TASK A - Check each statement against the meditation retreat passage and answer yes or no, quoting the words that decide it: (i) The back pain began during a late-morning meditation on day two. (ii) The note on the Post-it was signed. (iii) The retreat lasted four days.
TASK B - According to the meditation retreat passage, what illness does the mother-in-law have?

PASSAGE FOR REVIEW -
....

Day two began hopefully; my mind began to settle. Then during a late-morning meditation, a backache grew into screaming pain. It felt like meat hooks shoved into my shoulder blades. I’d heard about the physical pain of meditation retreats, but surely the warnings weren’t intended for someone as (relatively) young and (somewhat) in shape as myself. Nope. I peeked at an elderly woman near me, meditating through the hours with the serenity of Buddha.
That day, I meditated on a cushion, on a chair, standing, no matter. Intense pain. During the next morning’s question period—our brief chance to break silence—I asked the retreat leaders how to overcome back pain so I could return to meditating. They reminded me that meditation meant attending to the present moment, and back pain was my present moment. Wishing pain away only makes it stronger, so I needed to sit in compassion with my pain.
I hated this answer. I regretted this retreat. I was spending four days away from home to sit in silent agony, and the best advice I got for my pain was to feel more of it.
Later that morning, I spotted my name on a folded Post-it, stuck to a whiteboard outside the meditation hall. In it was an unsigned note: “Breathe into your pain.” A tear fell from my eye so quickly it hit the floor. This wasn’t about my back.
BACK IN CHARLOTTE, someone I love is sick. My mother-in-law, who’s been a second mom to me for more than 20 years, has Stage IV lung cancer. Ever since I began dating her son, she’s kept a chair for me at family dinners and as many presents under the Christmas tree for me as for her children, so I always have a turn to open one, too. She asks about my work and my garden, she reads my stories, and she brings gifts to her granddogs. She shows up, in every way.

....

SOURCE DATA -
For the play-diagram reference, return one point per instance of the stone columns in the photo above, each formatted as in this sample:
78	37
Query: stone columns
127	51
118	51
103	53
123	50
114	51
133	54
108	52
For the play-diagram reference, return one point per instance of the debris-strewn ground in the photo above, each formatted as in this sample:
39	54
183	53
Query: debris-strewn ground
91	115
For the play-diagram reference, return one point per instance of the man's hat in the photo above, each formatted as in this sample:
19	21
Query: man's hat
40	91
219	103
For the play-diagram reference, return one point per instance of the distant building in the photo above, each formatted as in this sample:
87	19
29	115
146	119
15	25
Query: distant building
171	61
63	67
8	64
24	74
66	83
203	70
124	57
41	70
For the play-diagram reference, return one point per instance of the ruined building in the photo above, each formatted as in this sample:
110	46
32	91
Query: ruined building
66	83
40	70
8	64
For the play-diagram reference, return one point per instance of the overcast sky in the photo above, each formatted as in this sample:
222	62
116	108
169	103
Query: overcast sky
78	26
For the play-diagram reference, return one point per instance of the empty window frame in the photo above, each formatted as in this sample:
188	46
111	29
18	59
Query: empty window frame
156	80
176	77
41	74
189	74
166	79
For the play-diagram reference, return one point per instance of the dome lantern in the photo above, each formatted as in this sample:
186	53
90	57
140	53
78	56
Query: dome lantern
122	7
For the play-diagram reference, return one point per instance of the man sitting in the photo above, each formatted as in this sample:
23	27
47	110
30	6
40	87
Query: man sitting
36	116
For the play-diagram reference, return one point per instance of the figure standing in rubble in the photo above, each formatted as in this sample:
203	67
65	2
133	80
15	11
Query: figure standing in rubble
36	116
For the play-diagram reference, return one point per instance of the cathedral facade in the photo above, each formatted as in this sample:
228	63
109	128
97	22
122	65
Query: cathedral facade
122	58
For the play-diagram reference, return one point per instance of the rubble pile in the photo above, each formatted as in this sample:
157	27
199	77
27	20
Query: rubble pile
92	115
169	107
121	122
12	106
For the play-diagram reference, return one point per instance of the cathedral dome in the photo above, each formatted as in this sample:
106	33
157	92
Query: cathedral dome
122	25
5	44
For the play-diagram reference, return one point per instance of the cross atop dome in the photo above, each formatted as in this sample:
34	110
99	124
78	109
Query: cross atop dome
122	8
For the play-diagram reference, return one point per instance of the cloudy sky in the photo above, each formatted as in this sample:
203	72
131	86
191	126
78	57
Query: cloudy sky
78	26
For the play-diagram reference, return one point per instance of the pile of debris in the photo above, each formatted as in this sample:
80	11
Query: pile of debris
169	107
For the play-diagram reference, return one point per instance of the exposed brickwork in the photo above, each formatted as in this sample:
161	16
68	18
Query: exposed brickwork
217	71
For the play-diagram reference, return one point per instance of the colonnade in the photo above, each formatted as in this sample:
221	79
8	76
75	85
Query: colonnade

....

EXPECTED ANSWER A -
(i) Yes: "Day two began hopefully" and "Then during a late-morning meditation, a backache grew into screaming pain."
(ii) No: "In it was an unsigned note"
(iii) Yes: "I was spending four days away from home"

EXPECTED ANSWER B - Stage IV lung cancer.